▶ _BRIEF_:
Copy out the entries below, renaming every "Target" to "Label" and leaving all other text unchanged.

(Pointing dataset excerpts)

▽

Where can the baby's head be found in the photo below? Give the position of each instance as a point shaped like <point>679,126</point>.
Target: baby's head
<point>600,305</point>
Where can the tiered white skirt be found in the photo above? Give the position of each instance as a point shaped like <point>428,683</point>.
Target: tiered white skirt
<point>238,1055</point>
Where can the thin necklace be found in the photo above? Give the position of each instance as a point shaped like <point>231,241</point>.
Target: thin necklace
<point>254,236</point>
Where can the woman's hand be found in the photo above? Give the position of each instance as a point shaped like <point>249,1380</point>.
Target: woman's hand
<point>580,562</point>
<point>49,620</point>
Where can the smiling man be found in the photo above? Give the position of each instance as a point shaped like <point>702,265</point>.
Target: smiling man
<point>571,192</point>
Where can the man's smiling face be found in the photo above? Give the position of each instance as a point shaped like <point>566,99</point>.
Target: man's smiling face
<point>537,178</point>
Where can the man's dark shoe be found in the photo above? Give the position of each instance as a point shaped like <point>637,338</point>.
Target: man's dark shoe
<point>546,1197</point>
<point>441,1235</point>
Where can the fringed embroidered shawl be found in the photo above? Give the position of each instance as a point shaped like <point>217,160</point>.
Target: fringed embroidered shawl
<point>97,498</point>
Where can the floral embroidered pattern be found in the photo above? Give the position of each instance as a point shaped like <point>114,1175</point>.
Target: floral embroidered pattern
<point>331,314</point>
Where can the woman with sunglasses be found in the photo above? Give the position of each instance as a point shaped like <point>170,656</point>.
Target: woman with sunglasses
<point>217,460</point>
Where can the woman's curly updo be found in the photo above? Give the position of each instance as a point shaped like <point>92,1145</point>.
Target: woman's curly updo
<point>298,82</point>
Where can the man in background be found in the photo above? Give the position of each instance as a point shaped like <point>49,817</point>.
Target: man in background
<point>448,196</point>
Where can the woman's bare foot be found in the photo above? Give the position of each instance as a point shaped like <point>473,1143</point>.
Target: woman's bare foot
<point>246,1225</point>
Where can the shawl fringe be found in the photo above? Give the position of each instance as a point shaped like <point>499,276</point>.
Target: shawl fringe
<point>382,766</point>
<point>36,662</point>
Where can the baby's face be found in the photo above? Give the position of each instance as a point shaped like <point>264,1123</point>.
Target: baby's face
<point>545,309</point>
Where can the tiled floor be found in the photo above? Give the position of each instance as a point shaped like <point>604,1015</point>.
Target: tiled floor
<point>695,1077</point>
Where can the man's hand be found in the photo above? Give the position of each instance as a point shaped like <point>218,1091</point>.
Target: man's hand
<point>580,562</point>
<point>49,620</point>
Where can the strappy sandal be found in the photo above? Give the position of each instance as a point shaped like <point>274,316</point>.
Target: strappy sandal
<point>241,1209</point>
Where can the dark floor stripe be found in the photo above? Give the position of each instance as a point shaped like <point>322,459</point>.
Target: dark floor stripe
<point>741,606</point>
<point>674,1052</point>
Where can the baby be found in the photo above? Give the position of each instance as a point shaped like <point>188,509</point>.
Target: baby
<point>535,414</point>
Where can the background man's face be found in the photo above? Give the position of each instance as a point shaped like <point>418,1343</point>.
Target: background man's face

△

▶ _COMPLETE OUTPUT_:
Where can the baby's head be found in the photo below? Give the position of each instance as a point shaped like <point>679,126</point>.
Label: baby's head
<point>600,305</point>
Where can the tiered white skirt be found in the photo above? Give the position of each instance as a point shaped like <point>428,683</point>.
Label: tiered white skirt
<point>238,1055</point>
Where can the thin necklace be found in the photo above? Give the position of each instance as a point shaped like <point>231,241</point>.
Label: thin necklace
<point>254,236</point>
Where can the woman's hand be found in the photo above? Give the position of each instance as a point shaped like <point>249,1380</point>.
Label: woman's hand
<point>580,562</point>
<point>49,620</point>
Where can the smiling man be found in the photo above? Give the position of each instance as a point shaped like <point>702,265</point>.
Label: smiling man
<point>571,192</point>
Where can the man's smiling face be found in the photo above? Give the position of each instance as a point shaped like <point>566,99</point>.
Label: man's smiling face
<point>537,178</point>
Where can the man's dark shoe be found in the photo above? Give the position of each instance as a point shaped like <point>637,338</point>.
Label: man's dark shoe
<point>546,1197</point>
<point>441,1235</point>
Where can the fringed embroidered shawl be found in the photo above? Give the position of each instance as a point shaped like <point>217,160</point>.
Label: fringed embroidered shawl
<point>97,498</point>
Where can the floral embroidered pattern be found in the photo above? Give the position of each instance as a point shaped like <point>114,1175</point>.
Label: floral embroidered pattern
<point>331,314</point>
Where can the woman with sunglasses be found in the photo above? Give the position of each instance as a point shaped like <point>170,656</point>.
Label: woman with sunglasses
<point>217,460</point>
Where can the woman's curly updo be found in the photo above? Give the position of each instance as a point shaped like <point>92,1145</point>.
Label: woman's curly updo
<point>298,82</point>
Where can the man in background be found in the photo above? Give the position of each instance as a point shaped like <point>49,817</point>.
Label: man in background
<point>448,196</point>
Where can the woman's bare foot be found in the photo above? Give the position of each instance as a point shaped like <point>473,1143</point>.
Label: woman's bare foot
<point>246,1225</point>
Where can the shawl fringe be found in the photo above? Give the position of each instance as a point shaped like <point>499,276</point>.
Label: shawl fringe
<point>382,766</point>
<point>36,662</point>
Where can the baby's face be found in the photo above? Give the position of each instance as a point shaped like <point>264,1123</point>.
Label: baby's face
<point>545,309</point>
Where can the tiled floor be found in the photo above? Give the position of each instance as a point shaped like <point>604,1015</point>.
Label: tiled floor
<point>695,1077</point>
Where can the man's hand be found in the photo above? Give the position of each instance as a point shaped like <point>218,1091</point>.
Label: man's hand
<point>580,562</point>
<point>49,620</point>
Where can the strappy sandal be found in the photo above? Give the position of each instance as a point shaped like <point>274,316</point>.
Label: strappy sandal
<point>241,1209</point>
Where can the dark floor stripe be found in the photo above? Give the position of each instance as a point shaped like <point>322,459</point>.
Label: dark floor stripe
<point>741,606</point>
<point>674,1052</point>
Where can the baby be found in the photo above? Give the position of each instance as a point shaped like <point>188,509</point>.
Label: baby
<point>535,414</point>
Where can the background man's face be found in the photo above? Give the position of each instance as a point shaped like <point>418,1343</point>.
Label: background man's face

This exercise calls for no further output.